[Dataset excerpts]
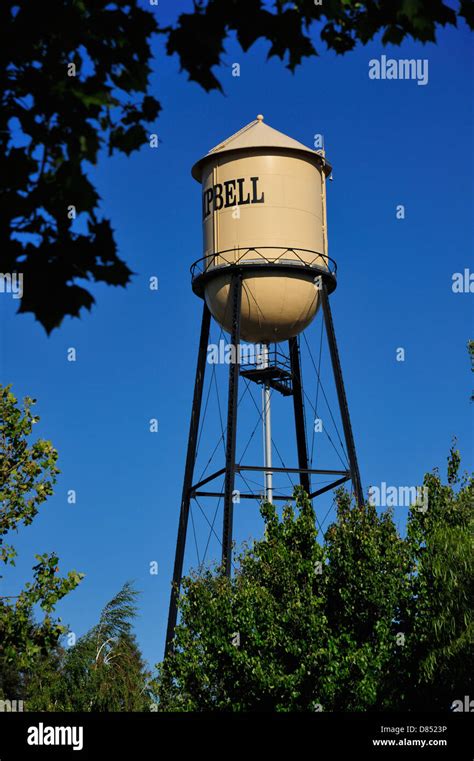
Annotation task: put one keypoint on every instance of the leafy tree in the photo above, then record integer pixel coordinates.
(75, 80)
(199, 37)
(367, 620)
(27, 475)
(437, 616)
(103, 671)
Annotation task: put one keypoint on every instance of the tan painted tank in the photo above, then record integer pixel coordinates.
(263, 207)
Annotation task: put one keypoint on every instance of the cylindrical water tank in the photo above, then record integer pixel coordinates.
(263, 209)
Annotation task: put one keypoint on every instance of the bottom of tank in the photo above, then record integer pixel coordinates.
(274, 308)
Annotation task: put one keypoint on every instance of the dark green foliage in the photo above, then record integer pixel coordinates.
(51, 126)
(368, 620)
(27, 475)
(103, 671)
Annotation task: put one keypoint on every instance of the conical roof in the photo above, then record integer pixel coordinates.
(257, 135)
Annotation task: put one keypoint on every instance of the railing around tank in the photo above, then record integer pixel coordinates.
(237, 256)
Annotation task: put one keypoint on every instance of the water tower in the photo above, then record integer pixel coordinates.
(264, 273)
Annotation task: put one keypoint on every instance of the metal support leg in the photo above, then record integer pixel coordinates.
(341, 395)
(234, 369)
(188, 477)
(299, 413)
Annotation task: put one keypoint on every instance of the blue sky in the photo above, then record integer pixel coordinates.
(391, 143)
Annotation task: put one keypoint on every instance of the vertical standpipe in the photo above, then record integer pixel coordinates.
(267, 430)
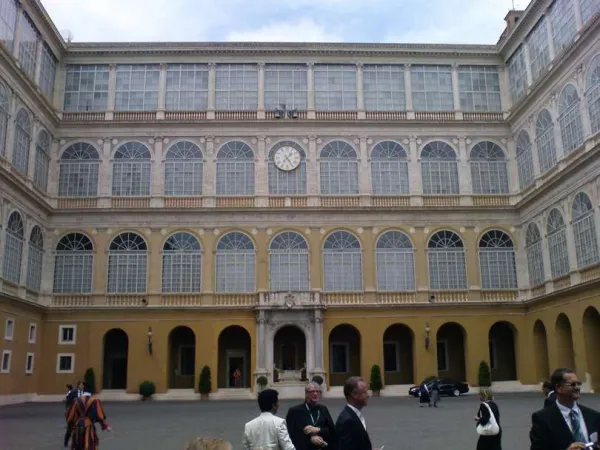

**TASK DETAILS**:
Output the entries exactly as they appear, with no pictures included.

**YOUR RESPONSE**:
Annotation task: put one keypoint on every instance of the leafy tree in the photo above, then record integer pixel coordinates.
(75, 80)
(199, 37)
(367, 620)
(27, 475)
(437, 616)
(103, 671)
Annotation task: put one keypoint on every instance of the tan painted tank in the photo above, then record integer pixel coordinates.
(263, 207)
Annotation task: put one keypoint on every instance of the cylindrical water tank in the photo above, then record integer pixel coordinates.
(263, 209)
Annotation task: put one keypoint on every instance of the bottom of tank in the photo above, then record integer pixel coordinates.
(274, 308)
Annotation task: put one keypoint on every instance of the dark green foliage in the photo above, then record integer pixel coordinates.
(51, 126)
(368, 620)
(27, 475)
(103, 671)
Annotation task: put one keypoint on every instance of the conical roof in the photo above, then record integer pixel coordinates.
(257, 135)
Annotation task: put one keypoint on every instance of the railing around tank in the photo above, then record integer pixel coordinates.
(237, 256)
Annotation task: put one keypoint on every instance of the water tower in the photo above, then record integer pixel coordinates.
(264, 273)
Annotation task: put one keypoint on every instance of the metal support leg in the photo above, then record integer pixel coordinates.
(341, 395)
(234, 369)
(188, 477)
(299, 413)
Annotation task: put one keypoint on every instance of the blue sky in the photo above, then record integer pixel coordinates.
(391, 143)
Annotation task: put one keypoint on every instance of the vertical standpipe in the photo above, then record integer pixel coordinates.
(267, 430)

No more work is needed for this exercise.